## Exercise objective
Return, word for word, the stretch of lines from the one containing "of the light" through the one containing "[[145, 144], [70, 130]]", including both of those lines.

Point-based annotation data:
## Begin
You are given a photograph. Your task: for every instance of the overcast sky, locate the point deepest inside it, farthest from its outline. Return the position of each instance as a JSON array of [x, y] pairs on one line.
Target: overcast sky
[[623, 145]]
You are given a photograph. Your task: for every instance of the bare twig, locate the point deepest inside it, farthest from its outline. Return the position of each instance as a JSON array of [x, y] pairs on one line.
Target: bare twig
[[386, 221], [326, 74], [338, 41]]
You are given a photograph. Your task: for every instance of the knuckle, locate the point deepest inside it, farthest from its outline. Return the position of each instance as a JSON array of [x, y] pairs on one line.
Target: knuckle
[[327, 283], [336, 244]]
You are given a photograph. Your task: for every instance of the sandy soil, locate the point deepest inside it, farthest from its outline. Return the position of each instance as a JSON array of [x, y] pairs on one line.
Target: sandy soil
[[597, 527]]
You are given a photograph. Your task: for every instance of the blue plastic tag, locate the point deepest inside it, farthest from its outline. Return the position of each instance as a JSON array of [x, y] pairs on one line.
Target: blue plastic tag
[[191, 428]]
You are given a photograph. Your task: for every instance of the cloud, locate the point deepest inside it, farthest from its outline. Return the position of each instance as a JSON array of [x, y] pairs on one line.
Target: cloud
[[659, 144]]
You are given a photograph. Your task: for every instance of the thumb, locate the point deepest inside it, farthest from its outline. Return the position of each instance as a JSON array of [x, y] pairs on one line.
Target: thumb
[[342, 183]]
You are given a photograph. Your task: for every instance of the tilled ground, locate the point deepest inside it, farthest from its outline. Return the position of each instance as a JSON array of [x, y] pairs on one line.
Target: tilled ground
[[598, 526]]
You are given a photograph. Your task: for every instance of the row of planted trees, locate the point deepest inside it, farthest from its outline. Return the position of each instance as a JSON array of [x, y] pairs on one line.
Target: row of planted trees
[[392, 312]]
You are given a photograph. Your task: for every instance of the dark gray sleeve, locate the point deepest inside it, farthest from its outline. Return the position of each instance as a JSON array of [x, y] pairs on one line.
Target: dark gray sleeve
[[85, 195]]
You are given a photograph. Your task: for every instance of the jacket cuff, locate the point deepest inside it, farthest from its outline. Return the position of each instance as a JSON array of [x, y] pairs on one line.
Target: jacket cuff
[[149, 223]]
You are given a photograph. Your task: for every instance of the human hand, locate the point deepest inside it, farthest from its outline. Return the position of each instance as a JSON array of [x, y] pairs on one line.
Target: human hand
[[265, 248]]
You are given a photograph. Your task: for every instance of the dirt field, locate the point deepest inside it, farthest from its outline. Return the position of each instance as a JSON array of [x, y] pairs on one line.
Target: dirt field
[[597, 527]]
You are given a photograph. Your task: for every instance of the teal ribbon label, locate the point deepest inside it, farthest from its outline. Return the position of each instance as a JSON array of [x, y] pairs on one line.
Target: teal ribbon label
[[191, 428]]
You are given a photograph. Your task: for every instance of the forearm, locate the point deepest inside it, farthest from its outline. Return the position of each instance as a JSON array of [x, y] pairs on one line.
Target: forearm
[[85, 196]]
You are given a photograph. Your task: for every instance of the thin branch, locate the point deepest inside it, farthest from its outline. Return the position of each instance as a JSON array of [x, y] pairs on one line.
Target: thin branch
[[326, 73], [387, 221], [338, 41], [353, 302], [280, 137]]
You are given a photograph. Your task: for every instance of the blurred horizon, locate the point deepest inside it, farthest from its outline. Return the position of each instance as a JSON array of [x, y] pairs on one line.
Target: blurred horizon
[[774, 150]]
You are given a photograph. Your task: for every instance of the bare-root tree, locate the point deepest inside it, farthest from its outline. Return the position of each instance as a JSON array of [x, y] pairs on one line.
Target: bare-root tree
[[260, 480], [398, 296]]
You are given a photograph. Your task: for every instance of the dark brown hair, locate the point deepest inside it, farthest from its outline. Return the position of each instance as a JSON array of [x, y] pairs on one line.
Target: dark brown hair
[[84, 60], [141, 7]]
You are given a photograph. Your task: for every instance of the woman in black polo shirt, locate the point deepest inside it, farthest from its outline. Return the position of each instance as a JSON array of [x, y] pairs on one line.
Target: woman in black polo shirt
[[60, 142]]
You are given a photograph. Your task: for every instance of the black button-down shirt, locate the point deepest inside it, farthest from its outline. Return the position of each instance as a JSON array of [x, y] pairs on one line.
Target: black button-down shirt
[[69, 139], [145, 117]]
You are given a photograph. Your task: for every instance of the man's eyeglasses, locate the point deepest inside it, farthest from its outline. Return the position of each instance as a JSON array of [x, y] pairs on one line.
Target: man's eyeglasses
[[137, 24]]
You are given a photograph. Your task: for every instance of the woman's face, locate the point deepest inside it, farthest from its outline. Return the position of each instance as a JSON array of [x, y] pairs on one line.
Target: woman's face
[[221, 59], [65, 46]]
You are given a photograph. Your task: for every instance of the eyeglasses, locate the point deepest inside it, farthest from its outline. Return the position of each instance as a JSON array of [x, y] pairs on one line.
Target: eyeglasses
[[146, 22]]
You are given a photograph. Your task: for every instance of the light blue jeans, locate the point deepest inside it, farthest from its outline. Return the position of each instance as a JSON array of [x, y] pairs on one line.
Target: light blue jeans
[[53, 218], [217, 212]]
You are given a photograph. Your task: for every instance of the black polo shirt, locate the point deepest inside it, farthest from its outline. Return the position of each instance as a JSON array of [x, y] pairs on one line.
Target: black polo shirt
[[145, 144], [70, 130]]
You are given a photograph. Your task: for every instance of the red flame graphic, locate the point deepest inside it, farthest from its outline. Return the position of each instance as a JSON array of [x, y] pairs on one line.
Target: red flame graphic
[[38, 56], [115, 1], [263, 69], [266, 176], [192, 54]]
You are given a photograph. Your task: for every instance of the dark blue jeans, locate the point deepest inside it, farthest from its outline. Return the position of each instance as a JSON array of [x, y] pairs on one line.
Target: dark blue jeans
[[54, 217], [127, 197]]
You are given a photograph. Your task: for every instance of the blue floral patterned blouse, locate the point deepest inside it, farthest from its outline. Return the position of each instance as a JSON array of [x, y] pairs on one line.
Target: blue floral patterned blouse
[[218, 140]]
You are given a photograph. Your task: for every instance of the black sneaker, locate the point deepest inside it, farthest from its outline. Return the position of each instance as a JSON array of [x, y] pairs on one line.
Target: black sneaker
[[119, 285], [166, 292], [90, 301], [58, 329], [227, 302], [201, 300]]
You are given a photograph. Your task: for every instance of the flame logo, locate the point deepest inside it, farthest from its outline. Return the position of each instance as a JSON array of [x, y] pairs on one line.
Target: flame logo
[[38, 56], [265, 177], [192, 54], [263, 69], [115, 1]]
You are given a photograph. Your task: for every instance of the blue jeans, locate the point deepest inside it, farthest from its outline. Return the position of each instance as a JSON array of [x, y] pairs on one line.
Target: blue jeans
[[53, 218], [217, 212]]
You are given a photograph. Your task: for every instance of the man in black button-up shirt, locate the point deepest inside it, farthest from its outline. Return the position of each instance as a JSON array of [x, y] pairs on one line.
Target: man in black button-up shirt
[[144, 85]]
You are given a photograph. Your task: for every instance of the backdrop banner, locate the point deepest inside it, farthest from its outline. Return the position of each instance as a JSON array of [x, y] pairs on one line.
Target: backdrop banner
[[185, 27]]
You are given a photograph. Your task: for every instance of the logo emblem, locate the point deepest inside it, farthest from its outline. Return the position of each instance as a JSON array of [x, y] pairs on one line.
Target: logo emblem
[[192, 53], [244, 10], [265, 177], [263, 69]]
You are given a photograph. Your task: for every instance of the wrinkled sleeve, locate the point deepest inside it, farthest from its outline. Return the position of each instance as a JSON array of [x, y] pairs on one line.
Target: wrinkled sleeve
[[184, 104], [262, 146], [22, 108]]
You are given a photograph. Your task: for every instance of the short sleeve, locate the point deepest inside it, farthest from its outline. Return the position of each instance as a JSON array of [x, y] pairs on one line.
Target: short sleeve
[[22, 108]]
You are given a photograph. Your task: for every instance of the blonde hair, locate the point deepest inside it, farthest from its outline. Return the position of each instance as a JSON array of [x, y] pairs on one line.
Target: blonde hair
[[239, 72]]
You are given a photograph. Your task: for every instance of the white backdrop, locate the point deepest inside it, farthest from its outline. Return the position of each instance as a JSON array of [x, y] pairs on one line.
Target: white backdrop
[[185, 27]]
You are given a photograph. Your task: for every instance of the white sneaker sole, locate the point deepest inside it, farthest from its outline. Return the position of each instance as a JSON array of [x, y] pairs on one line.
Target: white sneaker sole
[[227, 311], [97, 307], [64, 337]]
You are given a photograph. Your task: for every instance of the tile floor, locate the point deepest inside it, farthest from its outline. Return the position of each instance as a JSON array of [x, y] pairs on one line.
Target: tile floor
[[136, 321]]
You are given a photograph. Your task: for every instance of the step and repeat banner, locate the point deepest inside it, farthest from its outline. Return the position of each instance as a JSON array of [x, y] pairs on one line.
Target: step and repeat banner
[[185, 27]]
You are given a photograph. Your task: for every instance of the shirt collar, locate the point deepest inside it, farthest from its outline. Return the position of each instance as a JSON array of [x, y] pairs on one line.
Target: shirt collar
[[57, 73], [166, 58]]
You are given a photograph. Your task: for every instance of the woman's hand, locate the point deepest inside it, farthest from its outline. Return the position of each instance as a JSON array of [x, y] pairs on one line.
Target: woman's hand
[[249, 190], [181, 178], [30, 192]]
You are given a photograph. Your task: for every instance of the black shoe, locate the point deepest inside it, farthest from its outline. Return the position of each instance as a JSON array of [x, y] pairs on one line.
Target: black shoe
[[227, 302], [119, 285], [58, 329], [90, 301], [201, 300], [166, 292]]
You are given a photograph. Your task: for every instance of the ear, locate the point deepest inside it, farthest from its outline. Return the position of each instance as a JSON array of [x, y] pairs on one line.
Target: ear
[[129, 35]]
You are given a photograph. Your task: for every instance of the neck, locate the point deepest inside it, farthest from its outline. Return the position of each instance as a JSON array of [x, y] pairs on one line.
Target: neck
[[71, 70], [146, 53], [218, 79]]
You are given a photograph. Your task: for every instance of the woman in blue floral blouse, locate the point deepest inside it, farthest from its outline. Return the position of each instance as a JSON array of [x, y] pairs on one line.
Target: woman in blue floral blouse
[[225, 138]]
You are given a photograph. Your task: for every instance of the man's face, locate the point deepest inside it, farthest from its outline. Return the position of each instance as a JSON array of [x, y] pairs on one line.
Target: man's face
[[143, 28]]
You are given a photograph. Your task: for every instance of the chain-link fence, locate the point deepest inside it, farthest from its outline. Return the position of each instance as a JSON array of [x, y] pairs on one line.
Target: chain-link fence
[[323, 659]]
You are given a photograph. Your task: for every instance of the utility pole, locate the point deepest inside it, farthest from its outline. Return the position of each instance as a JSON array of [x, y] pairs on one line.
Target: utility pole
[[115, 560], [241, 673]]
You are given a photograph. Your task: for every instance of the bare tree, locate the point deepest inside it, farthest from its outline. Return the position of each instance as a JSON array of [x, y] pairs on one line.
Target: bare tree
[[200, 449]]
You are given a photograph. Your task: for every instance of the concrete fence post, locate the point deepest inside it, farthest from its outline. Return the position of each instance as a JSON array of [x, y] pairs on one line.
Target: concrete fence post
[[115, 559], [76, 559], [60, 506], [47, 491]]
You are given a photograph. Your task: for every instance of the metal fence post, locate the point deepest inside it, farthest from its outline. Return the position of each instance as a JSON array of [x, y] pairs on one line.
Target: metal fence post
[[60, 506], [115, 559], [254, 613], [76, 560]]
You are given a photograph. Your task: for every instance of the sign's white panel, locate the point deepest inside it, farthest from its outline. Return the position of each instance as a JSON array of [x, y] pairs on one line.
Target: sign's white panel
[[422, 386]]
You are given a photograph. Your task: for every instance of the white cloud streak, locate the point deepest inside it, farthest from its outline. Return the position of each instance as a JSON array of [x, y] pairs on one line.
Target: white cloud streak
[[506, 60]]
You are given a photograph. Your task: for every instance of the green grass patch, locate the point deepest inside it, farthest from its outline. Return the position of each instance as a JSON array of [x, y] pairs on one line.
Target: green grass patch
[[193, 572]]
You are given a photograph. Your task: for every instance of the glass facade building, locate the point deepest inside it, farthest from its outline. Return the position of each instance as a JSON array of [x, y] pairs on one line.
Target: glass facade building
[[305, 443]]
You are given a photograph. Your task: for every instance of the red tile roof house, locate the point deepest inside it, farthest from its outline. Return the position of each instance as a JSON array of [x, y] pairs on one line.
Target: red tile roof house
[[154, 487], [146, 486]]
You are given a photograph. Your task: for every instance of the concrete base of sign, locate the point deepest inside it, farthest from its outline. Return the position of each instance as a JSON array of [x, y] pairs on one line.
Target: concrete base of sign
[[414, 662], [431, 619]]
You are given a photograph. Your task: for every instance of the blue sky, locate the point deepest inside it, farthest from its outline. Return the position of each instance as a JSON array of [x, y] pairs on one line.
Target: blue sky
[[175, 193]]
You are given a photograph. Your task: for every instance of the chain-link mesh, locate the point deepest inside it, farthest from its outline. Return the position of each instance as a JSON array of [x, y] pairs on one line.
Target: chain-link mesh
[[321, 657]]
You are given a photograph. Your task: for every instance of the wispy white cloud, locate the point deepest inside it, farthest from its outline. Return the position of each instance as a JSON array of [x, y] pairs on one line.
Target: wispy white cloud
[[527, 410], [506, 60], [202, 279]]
## End
## Reply
You are given a photograph. Your task: for every instance of the light blue jeans, locate the point deepest inside it, farthest from its outline. Return the position of each instance as a JSON array of [x, y] pairs on one line.
Target: light blue jeans
[[53, 218], [217, 212]]
You are given a photograph. Your task: for every instance of the black polo shirt, locate the point deepest inside it, farthest from its outline. Return the position of each instance as a JSON array of [x, y] pairs on one line.
Target: black polo shirt
[[145, 144], [70, 130]]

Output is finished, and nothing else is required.